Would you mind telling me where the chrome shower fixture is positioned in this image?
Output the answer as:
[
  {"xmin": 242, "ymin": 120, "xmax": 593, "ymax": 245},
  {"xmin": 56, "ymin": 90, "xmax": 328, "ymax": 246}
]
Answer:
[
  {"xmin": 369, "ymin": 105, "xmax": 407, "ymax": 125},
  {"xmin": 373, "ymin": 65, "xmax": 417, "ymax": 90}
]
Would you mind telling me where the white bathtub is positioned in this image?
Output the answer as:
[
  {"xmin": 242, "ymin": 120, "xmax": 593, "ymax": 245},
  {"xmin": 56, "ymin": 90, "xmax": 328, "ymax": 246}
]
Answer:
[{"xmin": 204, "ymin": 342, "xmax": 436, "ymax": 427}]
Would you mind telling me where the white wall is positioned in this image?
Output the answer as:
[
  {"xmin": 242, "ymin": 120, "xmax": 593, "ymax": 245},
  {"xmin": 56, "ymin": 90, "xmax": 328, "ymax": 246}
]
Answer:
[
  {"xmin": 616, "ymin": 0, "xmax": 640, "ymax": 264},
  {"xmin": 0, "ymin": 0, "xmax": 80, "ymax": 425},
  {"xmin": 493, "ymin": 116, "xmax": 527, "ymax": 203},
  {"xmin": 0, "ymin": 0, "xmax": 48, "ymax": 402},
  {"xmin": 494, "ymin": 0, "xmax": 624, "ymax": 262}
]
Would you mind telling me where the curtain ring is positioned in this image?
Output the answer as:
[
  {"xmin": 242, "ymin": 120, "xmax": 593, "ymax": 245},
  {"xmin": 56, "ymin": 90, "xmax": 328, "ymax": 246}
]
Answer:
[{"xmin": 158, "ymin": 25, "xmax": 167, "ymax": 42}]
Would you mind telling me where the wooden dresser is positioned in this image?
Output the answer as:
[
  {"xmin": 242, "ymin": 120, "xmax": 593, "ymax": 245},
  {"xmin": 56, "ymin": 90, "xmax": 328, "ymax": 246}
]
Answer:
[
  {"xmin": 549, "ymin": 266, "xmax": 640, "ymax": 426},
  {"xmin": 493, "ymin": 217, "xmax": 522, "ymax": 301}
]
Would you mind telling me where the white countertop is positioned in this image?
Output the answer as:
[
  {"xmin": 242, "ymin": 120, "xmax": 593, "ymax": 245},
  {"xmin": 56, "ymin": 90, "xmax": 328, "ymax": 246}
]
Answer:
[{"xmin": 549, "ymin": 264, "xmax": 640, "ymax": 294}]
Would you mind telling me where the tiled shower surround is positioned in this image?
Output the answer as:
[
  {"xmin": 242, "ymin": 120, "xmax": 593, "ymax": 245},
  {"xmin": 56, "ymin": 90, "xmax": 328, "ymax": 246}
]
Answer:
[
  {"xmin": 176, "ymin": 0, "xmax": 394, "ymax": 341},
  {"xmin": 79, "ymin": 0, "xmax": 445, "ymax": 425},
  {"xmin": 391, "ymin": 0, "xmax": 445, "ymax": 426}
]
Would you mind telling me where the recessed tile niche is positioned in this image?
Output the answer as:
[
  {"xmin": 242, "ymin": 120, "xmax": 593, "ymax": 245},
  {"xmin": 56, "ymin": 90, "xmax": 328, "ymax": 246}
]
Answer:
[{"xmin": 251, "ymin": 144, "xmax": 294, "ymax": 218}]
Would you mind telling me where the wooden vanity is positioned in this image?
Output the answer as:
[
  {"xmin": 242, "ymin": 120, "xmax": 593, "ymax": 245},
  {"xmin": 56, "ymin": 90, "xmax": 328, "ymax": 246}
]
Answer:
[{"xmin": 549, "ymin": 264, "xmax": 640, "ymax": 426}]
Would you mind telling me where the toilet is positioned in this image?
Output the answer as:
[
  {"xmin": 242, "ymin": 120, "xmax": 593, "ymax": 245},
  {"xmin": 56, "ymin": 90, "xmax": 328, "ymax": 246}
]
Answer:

_WHAT IS BEING ASKED:_ Copy the part of the listing above that begins with the line containing "Would you mind telling me where the wooden vanity" and runs through the last line of the listing, keeping every line unchanged.

_EXPECTED ANSWER:_
Would you mind telling me where the wooden vanity is positioned in this image?
Output the answer as:
[
  {"xmin": 242, "ymin": 120, "xmax": 593, "ymax": 245},
  {"xmin": 56, "ymin": 90, "xmax": 328, "ymax": 246}
]
Answer:
[{"xmin": 549, "ymin": 264, "xmax": 640, "ymax": 426}]
Would you mind telling me where the toilet is positioned in this image?
Output the answer as:
[
  {"xmin": 242, "ymin": 120, "xmax": 593, "ymax": 245},
  {"xmin": 56, "ymin": 90, "xmax": 328, "ymax": 246}
]
Answer:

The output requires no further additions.